▶ Texto para leitura
+---+
Por Marcel Frison
Em artigo
publicado no jornal ZH do dia 13/04/2012, o colunista David Coimbra,
remetendo-se à matéria jornalística relativa ao Presídio Central,
questiona o Governador Tarso Genro se ele não tem vergonha desta
situação. Depois discorre com a elegância literária que lhe é
peculiar sobre suas preocupações humanistas a respeito das
condições precárias em que vivem os apenados no sistema prisional
do RS. Segundo suas palavras: “O Estado que o senhor governa
confina seres humanos em masmorras onde fezes e urina escorrem pelas
paredes, onde dezenas de pessoas se amontoam em cubículos do tamanho
de um banheiro, mal havendo lugar para dormir no chão, onde a
sífilis, a hepatite e a AIDS são disseminadas através do estupro
...”
Interessante
que os sentimentos humanitários do colunista tem memória seletiva e
moral relativa. Ao deparar-se com o artigo, o leitor tem a nítida
impressão de que o Central foi fundado no dia 1º de janeiro de
2011, quando Tarso assumiu o Piratini, e já foi construído com
excrementos esvaindo-se pelas paredes. No dia 02/01/2011, ao chegarem
os primeiros ocupantes do Presídio, inaugurou-se também, como
prática cotidiana, o estupro entre os aprisionados.
A última
reforma do Presídio Central foi realizada pelo Governo Olívio, na
época a SUSEPE era dirigida por Airton Michels, atual, Secretário
Estadual de Segurança Pública. Aliás para rememorar, a gestão de
Michels, interrompeu o ciclo de crises e revoltas nos presídios
gaúchos que herdamos da era Britto.
Aquela
reforma atingiu 85% das instalações, porém com 08 anos de abandono
e descaso, dos Governos Rigotto e Yeda, o trabalho realizado foi
completamente perdido.
A
decadência do Central não foi a obra mais eloquente destes governos
na gestão do sistema prisional. Olívio e Michels entregaram o
sistema para Rigotto com um déficit de 2 mil vagas, Yeda entregou
para Tarso com um déficit de 10 mil vagas.
Esta é
uma das pontas do nebuloso iceberg gerado pela inoperância de
Rigotto e pela política de ajuste autodenominada Déficit Zero tão
propalada por Yeda e comemorada pela mídia em geral. O Zero no saldo
das contas públicas significou zero de investimentos em áreas
cruciais sob responsabilidade do Estado. Este Zero estoura numa
superlotação de 10 mil apenados que vivem miseravelmente nos nossos
presídios. O Zero gerou as escolas de lata, a enturmação, a falta
de professores e o fechamento de escolas. Quantos milhares de
soldados a criminalidade ganhou com esta política?
+---+
▶ Registros extraídos
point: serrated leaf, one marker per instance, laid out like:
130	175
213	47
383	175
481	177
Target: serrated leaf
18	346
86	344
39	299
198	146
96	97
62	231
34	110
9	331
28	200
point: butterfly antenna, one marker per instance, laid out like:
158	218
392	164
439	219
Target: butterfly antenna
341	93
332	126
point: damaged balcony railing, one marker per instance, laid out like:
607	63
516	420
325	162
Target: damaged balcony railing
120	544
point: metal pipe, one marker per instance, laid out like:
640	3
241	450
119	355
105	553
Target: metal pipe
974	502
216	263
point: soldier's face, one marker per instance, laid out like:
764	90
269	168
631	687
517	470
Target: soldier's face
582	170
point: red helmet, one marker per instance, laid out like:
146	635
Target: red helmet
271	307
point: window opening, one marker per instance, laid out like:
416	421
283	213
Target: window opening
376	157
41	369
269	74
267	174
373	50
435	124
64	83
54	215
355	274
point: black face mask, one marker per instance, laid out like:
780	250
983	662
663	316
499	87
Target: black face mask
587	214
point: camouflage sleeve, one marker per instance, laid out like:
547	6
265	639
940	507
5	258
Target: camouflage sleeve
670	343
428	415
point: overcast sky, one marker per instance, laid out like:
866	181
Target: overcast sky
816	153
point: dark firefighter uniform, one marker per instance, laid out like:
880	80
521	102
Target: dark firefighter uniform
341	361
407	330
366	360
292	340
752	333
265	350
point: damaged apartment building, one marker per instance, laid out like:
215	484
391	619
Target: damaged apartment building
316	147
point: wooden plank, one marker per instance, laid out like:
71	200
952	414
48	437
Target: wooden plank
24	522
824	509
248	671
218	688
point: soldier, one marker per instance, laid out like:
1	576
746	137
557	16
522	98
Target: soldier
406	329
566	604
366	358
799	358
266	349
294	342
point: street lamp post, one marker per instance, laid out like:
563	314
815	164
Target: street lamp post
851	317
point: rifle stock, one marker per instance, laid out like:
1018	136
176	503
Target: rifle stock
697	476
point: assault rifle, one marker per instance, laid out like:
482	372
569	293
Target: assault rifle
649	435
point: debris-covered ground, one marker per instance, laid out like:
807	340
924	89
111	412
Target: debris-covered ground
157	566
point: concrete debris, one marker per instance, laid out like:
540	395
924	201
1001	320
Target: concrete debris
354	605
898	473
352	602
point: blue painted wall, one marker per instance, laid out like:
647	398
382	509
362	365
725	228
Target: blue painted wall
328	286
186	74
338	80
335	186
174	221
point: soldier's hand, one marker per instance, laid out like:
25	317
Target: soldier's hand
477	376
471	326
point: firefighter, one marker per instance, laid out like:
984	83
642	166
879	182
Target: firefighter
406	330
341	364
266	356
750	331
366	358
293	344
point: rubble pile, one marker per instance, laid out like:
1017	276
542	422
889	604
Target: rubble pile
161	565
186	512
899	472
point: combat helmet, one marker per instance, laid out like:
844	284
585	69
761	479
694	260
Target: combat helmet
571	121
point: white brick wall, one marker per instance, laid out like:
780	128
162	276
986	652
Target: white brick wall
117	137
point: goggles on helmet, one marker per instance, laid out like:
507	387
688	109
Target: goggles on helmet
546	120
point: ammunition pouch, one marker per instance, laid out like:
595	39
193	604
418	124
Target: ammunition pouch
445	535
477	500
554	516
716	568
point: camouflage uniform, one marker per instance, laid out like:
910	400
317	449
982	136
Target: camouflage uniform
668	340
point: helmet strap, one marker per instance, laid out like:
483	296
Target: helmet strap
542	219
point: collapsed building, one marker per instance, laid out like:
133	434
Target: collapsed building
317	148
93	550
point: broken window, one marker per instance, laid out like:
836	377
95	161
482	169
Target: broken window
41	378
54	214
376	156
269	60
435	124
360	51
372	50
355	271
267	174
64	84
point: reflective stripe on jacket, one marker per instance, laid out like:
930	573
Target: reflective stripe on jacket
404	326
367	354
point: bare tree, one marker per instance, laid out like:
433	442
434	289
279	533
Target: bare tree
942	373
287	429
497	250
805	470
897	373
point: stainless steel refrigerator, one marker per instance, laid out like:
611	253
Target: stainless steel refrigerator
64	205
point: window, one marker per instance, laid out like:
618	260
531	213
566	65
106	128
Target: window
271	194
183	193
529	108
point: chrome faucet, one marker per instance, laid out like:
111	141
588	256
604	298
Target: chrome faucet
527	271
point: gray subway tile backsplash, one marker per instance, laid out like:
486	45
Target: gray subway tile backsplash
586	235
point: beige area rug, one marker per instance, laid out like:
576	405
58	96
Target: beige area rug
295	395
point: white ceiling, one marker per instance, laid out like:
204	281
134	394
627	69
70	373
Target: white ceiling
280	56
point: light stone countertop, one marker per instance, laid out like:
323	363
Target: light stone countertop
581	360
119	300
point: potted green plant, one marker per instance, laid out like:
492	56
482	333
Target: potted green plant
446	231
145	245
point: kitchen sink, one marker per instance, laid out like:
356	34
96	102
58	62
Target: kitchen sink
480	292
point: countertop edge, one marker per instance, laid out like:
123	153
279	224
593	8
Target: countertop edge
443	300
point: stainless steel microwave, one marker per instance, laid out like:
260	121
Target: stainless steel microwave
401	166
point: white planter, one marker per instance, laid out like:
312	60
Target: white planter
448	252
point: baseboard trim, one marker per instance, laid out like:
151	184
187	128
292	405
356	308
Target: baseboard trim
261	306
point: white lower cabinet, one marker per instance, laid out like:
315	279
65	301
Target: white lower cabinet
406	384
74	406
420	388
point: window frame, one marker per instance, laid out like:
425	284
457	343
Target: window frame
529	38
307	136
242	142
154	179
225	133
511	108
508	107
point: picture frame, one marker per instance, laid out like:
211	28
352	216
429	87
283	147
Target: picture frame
+---+
▶ Solicitações
• A. Reescreva em forma de lista o parágrafo que começa com "A última reforma do Presídio Central", no artigo sobre o presídio, mantendo seus fatos principais.
• B. Repita, palavra por palavra, o trecho do artigo sobre o Presídio Central de "Interessante" a "entre os aprisionados.".

▶ Soluções completas
• A.
- A última reforma do Presídio Central foi realizada pelo Governo Olívio.
- Na época, a SUSEPE era dirigida por Airton Michels, atual Secretário Estadual de Segurança Pública.
- A gestão de Michels interrompeu o ciclo de crises e revoltas nos presídios gaúchos herdado da era Britto.

• B.
Interessante
que os sentimentos humanitários do colunista tem memória seletiva e
moral relativa. Ao deparar-se com o artigo, o leitor tem a nítida
impressão de que o Central foi fundado no dia 1º de janeiro de
2011, quando Tarso assumiu o Piratini, e já foi construído com
excrementos esvaindo-se pelas paredes. No dia 02/01/2011, ao chegarem
os primeiros ocupantes do Presídio, inaugurou-se também, como
prática cotidiana, o estupro entre os aprisionados.